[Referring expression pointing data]
"""

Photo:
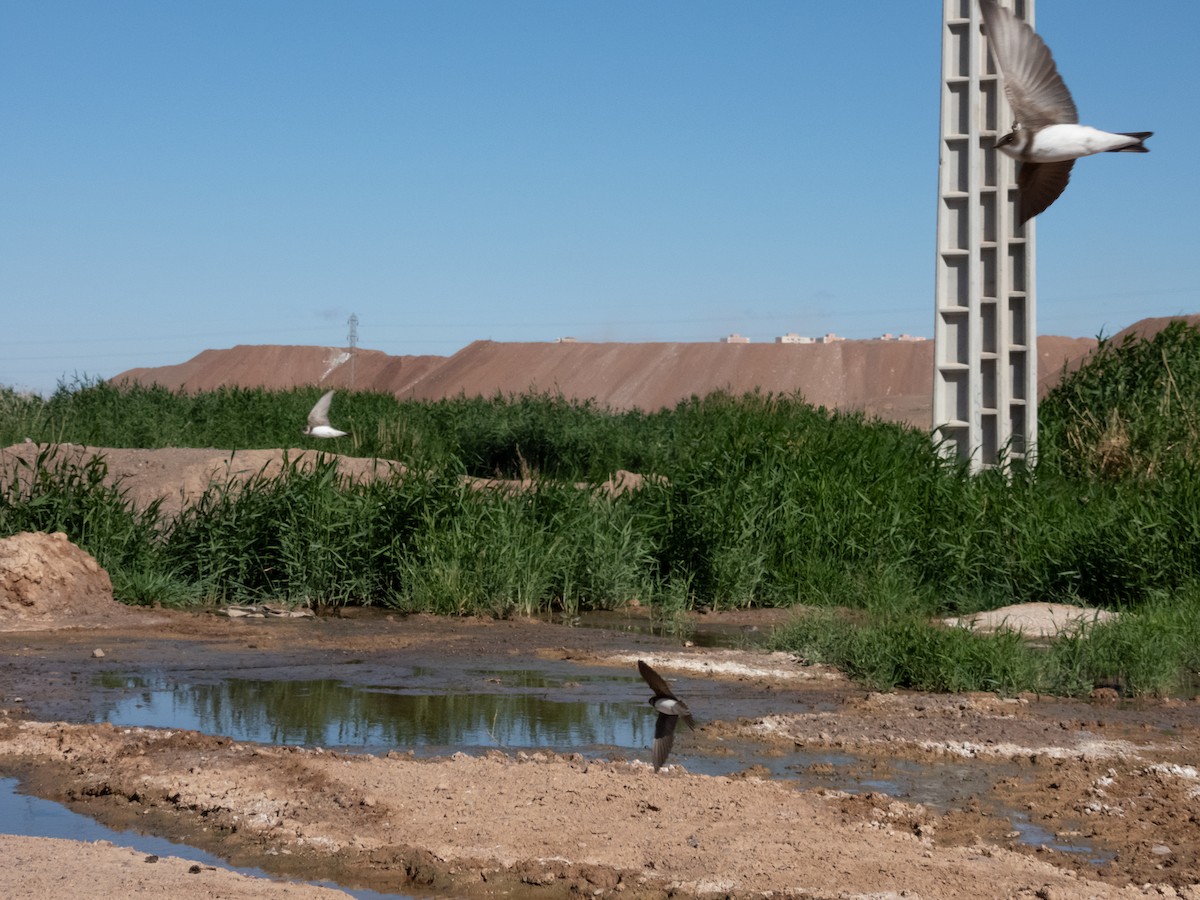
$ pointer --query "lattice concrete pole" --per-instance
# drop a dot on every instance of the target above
(984, 325)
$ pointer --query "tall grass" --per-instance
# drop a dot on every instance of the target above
(749, 501)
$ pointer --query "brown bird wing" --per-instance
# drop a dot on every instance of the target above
(664, 737)
(655, 681)
(1036, 91)
(1039, 184)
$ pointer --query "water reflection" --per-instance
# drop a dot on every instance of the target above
(34, 817)
(377, 719)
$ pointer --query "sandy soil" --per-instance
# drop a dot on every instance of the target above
(1119, 779)
(545, 825)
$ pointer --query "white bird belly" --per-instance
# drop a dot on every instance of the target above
(1056, 143)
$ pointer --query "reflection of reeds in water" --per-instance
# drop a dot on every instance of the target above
(327, 713)
(753, 501)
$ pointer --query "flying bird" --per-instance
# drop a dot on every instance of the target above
(318, 420)
(671, 709)
(1047, 137)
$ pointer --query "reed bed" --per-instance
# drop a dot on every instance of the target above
(748, 501)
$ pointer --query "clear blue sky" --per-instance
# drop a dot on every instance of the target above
(177, 175)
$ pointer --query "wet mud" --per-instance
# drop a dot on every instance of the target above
(448, 757)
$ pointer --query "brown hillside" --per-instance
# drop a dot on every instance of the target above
(891, 379)
(279, 367)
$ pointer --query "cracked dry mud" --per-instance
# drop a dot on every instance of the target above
(1119, 778)
(1029, 781)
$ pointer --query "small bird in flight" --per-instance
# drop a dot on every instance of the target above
(671, 709)
(1047, 137)
(318, 420)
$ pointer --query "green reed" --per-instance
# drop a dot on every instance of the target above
(749, 501)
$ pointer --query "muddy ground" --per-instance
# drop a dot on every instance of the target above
(1042, 798)
(1116, 779)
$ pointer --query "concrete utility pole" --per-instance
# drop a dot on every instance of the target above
(985, 381)
(352, 341)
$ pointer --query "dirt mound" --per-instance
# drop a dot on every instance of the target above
(280, 367)
(1150, 327)
(178, 477)
(889, 379)
(1033, 619)
(47, 576)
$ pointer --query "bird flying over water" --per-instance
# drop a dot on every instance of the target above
(1047, 137)
(318, 419)
(671, 709)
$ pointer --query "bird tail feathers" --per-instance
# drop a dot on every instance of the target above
(1134, 148)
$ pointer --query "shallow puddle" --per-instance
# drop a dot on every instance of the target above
(34, 817)
(473, 711)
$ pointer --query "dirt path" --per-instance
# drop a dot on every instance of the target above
(1119, 779)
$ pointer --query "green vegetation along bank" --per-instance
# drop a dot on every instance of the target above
(751, 501)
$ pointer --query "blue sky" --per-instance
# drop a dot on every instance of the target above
(178, 175)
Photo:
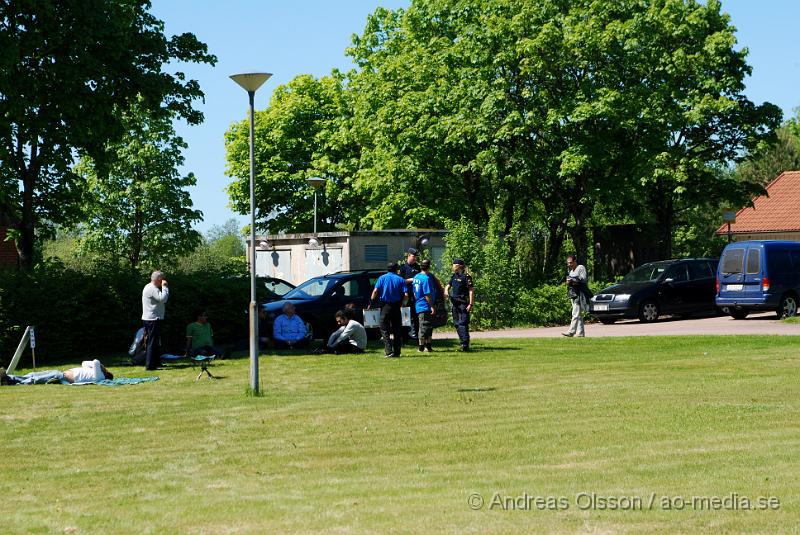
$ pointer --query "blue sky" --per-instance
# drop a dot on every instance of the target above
(309, 36)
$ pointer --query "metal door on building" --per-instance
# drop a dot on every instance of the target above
(322, 262)
(275, 263)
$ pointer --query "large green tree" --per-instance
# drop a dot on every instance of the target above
(303, 133)
(541, 118)
(68, 71)
(769, 160)
(137, 206)
(551, 109)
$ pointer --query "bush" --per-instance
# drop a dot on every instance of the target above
(81, 314)
(547, 305)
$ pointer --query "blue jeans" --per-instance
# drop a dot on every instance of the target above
(39, 378)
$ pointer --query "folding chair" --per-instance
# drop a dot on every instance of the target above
(204, 362)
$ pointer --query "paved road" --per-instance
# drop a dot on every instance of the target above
(765, 323)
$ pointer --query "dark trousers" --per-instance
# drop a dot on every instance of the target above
(413, 331)
(391, 324)
(343, 347)
(461, 321)
(152, 357)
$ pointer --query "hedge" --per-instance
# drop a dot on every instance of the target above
(90, 313)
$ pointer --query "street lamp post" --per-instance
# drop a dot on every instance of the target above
(250, 82)
(316, 183)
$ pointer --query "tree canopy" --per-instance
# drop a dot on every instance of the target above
(68, 72)
(545, 116)
(137, 207)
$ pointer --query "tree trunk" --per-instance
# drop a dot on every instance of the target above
(27, 223)
(664, 211)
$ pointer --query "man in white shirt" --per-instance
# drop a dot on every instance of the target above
(91, 371)
(576, 282)
(154, 297)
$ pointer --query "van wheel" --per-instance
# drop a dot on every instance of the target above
(738, 314)
(310, 330)
(648, 312)
(788, 306)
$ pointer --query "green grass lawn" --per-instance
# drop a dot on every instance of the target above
(608, 431)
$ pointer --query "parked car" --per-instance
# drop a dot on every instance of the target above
(680, 286)
(317, 300)
(272, 288)
(759, 275)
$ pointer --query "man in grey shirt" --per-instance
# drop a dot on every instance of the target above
(154, 297)
(576, 281)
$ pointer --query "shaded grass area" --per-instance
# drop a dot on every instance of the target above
(367, 444)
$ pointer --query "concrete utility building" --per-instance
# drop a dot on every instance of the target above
(297, 257)
(774, 216)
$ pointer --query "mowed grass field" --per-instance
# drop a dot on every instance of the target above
(519, 436)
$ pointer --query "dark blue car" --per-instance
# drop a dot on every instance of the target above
(759, 275)
(317, 300)
(681, 286)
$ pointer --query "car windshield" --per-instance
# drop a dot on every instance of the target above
(310, 288)
(277, 287)
(647, 272)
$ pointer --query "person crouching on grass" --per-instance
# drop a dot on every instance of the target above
(350, 337)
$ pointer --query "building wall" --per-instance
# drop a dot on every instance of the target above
(788, 236)
(292, 259)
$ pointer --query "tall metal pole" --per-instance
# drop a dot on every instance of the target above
(252, 308)
(250, 82)
(315, 212)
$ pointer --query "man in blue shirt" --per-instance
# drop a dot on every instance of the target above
(289, 331)
(390, 289)
(424, 299)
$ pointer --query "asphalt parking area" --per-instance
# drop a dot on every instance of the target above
(765, 323)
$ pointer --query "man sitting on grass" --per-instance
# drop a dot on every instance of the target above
(91, 371)
(350, 337)
(289, 331)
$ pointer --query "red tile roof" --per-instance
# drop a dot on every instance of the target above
(777, 211)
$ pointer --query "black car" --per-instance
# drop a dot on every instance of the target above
(317, 300)
(682, 286)
(272, 288)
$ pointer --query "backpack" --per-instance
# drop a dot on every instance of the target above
(440, 317)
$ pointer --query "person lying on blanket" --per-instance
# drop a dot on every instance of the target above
(91, 371)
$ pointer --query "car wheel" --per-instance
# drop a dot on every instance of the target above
(648, 312)
(787, 307)
(739, 314)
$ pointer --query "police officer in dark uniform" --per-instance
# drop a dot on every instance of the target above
(462, 297)
(408, 271)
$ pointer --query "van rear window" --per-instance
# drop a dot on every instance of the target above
(753, 261)
(733, 261)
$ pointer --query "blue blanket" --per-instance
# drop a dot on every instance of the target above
(121, 381)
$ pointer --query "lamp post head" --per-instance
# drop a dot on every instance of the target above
(251, 81)
(315, 182)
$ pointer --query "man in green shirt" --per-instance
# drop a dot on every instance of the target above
(200, 337)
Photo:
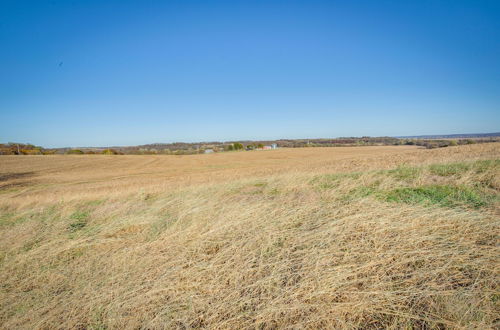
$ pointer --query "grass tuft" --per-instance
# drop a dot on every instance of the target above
(443, 195)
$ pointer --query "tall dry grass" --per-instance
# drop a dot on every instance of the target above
(308, 238)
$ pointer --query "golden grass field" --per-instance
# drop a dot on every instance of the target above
(354, 237)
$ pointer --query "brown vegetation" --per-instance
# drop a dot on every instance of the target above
(365, 237)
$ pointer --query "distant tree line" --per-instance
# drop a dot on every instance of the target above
(182, 148)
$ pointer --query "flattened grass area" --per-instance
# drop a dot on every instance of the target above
(399, 246)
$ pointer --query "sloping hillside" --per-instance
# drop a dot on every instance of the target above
(307, 238)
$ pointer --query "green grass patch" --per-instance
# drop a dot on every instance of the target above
(404, 173)
(443, 195)
(449, 169)
(330, 181)
(80, 220)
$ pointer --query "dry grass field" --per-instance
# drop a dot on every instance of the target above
(361, 237)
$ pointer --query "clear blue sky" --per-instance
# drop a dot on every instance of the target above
(97, 73)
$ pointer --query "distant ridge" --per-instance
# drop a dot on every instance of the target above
(451, 136)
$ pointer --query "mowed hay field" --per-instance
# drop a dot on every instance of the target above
(361, 237)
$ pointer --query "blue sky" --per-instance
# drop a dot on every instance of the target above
(97, 73)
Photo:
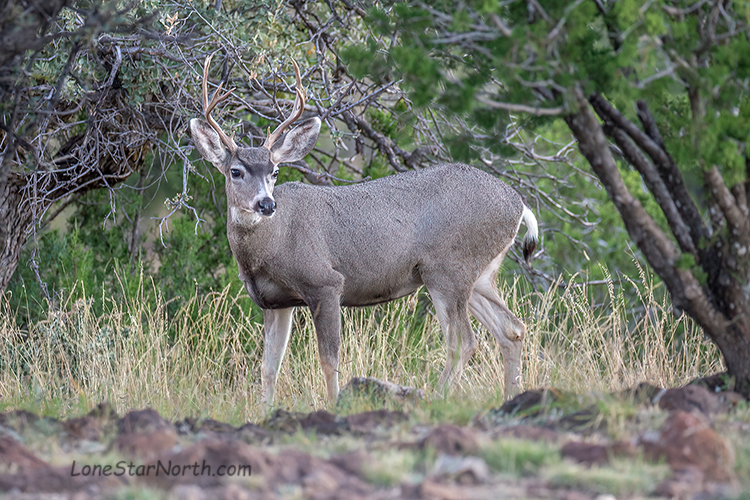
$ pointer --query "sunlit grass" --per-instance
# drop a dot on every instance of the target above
(205, 360)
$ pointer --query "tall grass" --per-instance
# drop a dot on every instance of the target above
(205, 359)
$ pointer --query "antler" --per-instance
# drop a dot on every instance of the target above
(299, 107)
(209, 106)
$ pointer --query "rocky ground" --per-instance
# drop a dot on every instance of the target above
(385, 453)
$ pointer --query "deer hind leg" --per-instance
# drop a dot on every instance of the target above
(489, 308)
(277, 325)
(461, 344)
(327, 319)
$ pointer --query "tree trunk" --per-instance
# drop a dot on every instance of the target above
(720, 307)
(15, 219)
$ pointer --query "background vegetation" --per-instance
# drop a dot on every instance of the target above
(126, 289)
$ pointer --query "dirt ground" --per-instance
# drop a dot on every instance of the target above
(382, 453)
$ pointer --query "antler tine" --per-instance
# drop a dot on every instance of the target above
(209, 106)
(299, 108)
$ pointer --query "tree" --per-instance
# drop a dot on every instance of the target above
(680, 69)
(94, 92)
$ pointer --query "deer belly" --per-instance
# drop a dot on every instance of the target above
(379, 291)
(269, 295)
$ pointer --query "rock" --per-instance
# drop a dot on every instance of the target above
(643, 393)
(530, 432)
(202, 464)
(686, 440)
(596, 454)
(324, 423)
(20, 420)
(142, 421)
(451, 440)
(463, 470)
(691, 398)
(212, 425)
(380, 392)
(587, 419)
(145, 445)
(283, 421)
(254, 434)
(88, 428)
(144, 434)
(367, 422)
(684, 483)
(14, 455)
(530, 403)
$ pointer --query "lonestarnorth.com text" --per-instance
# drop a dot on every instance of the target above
(123, 468)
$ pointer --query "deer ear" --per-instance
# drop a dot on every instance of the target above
(295, 144)
(208, 143)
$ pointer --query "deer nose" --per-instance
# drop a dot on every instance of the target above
(266, 206)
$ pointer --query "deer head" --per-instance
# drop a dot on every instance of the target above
(251, 172)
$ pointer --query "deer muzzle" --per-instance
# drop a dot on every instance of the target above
(266, 206)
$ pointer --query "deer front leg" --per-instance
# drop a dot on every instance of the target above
(327, 319)
(277, 325)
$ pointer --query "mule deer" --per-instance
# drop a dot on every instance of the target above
(447, 227)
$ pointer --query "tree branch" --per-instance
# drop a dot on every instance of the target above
(660, 253)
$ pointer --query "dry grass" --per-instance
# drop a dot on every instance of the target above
(71, 361)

"""

Required action
Copy out each line of the records where the word "vegetation" appears.

Answer section
$ pointer --query "green vegetation along bank" --per-instance
$ pointer --query "brown vegetation" --per-instance
$ pointer --query "background vegetation" --per-instance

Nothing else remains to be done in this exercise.